→ **ABOUT THIS EXERCISE**:
From the entries that follow, copy each line in which "tongue" appears.
--- MATERIALS PROVIDED Enclosed Below ---
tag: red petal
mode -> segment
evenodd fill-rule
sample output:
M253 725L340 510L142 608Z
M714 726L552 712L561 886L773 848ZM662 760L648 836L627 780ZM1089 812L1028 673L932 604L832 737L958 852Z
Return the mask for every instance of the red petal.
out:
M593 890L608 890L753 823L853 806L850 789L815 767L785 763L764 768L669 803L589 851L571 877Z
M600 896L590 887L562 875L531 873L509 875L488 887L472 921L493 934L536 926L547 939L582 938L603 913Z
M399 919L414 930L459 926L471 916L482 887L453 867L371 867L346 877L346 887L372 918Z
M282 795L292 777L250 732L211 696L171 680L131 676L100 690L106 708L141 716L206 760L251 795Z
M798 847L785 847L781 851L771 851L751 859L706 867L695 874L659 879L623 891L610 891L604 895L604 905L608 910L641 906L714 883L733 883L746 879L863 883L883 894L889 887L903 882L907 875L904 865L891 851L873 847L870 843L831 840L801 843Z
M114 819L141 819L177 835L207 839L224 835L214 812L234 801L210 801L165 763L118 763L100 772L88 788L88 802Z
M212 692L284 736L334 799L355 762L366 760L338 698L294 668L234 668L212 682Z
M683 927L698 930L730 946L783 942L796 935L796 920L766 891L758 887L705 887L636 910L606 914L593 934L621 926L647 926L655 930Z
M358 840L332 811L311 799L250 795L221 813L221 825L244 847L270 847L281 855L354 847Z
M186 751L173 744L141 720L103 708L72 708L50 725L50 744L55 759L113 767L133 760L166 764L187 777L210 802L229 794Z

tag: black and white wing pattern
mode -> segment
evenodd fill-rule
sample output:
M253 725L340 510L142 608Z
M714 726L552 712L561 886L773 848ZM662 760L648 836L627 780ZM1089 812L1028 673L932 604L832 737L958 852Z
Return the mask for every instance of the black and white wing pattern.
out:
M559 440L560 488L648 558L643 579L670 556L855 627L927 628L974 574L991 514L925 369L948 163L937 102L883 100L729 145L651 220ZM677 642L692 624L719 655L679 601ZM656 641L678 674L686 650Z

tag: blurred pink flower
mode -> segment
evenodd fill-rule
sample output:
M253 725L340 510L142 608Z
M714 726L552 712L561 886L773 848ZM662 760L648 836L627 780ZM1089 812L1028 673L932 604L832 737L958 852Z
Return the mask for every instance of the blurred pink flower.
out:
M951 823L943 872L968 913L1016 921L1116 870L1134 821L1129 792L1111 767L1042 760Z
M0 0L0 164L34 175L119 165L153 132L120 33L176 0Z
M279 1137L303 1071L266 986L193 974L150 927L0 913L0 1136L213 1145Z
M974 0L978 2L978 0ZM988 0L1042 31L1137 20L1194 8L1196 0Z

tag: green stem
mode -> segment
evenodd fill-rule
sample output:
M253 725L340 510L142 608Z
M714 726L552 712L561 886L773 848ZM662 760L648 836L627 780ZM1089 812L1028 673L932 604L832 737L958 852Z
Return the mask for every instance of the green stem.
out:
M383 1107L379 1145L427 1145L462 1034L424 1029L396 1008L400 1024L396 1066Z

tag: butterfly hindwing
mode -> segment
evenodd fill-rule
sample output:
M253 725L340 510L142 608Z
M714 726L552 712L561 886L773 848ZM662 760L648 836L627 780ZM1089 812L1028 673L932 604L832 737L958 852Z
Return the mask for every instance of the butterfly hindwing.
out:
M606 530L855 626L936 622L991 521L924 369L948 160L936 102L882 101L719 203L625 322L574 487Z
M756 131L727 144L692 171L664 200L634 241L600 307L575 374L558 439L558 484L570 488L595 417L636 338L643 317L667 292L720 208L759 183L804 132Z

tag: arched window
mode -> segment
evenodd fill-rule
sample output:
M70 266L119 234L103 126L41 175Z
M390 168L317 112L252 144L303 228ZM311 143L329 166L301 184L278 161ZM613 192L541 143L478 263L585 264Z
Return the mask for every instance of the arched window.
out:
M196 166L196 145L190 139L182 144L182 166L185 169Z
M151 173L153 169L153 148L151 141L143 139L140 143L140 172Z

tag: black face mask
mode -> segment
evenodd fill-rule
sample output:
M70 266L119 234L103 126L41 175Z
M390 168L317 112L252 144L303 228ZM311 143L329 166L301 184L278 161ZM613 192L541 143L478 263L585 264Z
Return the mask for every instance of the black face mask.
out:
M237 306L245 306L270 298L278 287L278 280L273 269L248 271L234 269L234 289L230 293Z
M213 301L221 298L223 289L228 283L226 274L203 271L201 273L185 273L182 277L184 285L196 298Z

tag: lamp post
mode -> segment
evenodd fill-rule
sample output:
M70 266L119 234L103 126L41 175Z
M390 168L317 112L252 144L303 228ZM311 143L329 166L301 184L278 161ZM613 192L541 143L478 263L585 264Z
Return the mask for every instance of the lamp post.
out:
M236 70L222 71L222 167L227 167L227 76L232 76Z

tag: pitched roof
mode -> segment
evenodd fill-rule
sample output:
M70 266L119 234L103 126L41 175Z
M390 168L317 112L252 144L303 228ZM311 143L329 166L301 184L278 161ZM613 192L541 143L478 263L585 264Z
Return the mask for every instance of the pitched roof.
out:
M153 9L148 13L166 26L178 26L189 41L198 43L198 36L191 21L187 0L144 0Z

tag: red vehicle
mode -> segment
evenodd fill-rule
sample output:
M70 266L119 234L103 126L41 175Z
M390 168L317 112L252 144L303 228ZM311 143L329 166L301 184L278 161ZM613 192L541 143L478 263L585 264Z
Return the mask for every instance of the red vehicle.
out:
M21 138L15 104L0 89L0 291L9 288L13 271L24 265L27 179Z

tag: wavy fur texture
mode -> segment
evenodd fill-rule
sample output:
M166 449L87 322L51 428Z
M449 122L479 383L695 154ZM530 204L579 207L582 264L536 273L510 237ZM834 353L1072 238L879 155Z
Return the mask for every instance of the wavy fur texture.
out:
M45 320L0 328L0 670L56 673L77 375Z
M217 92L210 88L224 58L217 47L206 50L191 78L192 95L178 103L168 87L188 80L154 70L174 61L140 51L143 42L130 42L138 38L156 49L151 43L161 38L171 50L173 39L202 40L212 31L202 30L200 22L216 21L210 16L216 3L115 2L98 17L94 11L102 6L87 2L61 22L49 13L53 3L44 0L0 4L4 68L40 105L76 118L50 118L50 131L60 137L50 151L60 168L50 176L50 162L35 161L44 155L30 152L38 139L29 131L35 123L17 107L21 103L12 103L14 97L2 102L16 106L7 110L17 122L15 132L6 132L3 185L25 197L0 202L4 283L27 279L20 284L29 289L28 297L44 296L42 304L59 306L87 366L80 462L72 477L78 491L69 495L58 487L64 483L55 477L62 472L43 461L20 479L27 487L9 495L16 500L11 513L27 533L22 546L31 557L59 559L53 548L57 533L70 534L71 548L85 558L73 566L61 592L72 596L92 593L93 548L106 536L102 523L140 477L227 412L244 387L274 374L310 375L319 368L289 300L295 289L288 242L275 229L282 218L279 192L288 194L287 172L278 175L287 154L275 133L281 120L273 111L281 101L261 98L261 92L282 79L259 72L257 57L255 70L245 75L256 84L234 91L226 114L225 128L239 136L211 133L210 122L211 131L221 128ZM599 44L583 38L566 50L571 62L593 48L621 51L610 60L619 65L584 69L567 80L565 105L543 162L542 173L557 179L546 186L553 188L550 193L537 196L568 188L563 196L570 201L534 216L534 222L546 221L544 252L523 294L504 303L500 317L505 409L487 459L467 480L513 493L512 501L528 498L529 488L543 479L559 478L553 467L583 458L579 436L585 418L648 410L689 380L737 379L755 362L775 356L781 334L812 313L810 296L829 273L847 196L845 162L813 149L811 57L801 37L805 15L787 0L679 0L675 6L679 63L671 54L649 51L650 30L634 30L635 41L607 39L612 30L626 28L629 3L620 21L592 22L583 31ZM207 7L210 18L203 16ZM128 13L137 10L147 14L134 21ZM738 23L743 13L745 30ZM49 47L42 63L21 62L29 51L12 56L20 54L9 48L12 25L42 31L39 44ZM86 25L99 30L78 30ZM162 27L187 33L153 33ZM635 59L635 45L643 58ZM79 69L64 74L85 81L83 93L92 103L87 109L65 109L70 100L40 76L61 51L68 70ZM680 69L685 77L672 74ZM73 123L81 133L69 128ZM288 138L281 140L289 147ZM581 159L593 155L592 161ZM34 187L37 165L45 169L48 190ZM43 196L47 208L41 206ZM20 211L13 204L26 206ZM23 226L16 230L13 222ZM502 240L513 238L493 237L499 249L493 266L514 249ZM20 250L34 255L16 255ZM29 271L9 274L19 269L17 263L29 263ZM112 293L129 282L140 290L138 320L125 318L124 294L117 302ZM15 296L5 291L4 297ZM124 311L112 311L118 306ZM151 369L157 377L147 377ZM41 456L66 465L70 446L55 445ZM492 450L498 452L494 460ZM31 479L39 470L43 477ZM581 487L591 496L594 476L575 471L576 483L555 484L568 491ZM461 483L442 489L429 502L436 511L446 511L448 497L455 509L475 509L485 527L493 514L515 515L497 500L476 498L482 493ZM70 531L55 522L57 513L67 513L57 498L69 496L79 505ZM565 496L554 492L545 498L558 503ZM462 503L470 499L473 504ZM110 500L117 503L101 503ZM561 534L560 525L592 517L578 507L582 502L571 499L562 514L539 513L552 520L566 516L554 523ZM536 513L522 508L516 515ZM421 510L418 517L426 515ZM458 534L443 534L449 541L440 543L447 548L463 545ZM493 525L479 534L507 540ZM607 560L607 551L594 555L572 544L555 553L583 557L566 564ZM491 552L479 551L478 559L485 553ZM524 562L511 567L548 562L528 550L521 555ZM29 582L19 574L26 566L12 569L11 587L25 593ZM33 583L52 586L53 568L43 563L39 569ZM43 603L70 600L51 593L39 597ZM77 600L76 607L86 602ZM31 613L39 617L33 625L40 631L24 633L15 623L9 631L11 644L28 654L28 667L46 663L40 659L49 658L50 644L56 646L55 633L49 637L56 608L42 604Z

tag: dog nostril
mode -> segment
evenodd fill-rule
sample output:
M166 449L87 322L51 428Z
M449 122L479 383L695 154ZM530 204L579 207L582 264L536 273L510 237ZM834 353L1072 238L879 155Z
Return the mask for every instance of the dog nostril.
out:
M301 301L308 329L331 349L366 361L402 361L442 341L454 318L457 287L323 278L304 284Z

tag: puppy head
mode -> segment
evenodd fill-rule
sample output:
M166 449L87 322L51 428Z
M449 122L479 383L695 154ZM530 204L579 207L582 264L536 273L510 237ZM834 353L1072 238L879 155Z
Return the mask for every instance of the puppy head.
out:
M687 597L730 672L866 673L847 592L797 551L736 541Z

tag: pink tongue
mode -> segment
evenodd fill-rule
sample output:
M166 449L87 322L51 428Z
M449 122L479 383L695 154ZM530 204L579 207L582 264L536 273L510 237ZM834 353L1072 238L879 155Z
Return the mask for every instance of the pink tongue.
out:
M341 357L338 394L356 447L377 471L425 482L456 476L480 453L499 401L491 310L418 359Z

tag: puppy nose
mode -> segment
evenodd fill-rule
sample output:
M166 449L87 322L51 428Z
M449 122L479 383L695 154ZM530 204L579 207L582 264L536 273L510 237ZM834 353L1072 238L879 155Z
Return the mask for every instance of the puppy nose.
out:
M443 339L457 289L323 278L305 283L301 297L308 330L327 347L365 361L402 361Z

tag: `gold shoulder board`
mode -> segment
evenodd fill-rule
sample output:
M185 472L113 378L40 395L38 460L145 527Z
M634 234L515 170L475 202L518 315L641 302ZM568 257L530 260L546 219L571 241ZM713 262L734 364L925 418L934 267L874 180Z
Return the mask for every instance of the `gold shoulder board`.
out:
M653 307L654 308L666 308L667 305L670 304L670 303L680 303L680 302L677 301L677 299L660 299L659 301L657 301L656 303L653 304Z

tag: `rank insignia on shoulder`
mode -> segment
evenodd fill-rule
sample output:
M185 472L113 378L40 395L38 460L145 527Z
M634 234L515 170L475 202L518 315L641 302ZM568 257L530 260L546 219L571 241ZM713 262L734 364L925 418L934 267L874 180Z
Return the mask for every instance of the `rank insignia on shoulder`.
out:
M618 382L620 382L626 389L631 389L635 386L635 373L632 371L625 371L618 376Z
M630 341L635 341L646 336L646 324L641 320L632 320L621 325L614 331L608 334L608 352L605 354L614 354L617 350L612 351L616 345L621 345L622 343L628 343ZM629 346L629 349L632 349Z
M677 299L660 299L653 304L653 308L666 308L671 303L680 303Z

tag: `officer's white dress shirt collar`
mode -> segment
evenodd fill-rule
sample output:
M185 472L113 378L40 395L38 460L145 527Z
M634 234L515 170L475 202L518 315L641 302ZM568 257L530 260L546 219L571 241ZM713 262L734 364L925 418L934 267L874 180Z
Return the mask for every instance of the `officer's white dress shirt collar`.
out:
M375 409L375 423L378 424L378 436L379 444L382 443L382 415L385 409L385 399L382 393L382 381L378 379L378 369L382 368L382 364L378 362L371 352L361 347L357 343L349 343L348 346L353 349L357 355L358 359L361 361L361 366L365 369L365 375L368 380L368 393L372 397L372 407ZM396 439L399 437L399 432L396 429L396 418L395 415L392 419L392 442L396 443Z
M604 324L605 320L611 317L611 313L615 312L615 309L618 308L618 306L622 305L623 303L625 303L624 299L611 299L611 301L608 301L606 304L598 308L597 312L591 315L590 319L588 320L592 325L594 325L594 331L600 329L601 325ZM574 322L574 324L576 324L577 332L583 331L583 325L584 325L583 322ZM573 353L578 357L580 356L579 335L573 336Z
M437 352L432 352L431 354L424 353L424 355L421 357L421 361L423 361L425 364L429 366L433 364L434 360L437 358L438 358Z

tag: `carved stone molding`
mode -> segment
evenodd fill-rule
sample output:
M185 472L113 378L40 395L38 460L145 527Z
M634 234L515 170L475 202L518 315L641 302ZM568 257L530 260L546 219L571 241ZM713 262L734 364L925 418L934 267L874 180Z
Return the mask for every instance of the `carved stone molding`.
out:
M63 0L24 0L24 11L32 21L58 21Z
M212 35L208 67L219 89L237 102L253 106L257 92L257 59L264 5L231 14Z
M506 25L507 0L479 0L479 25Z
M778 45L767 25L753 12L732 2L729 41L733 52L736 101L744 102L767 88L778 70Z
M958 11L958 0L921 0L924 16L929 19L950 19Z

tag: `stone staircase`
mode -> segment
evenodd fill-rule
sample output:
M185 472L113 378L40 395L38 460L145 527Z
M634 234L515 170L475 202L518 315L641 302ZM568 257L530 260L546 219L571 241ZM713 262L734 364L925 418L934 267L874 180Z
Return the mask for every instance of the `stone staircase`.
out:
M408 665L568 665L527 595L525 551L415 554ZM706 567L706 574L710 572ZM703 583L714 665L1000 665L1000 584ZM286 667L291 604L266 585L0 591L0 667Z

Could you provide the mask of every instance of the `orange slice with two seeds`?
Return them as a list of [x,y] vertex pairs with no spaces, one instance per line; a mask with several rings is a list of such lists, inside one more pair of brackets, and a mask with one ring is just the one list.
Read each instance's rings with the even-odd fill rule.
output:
--- End of Enclosed MATERIALS PROVIDED ---
→ **ANSWER TO THIS PROBLEM**:
tag: pink tongue
Return the mask for every instance of the pink tongue.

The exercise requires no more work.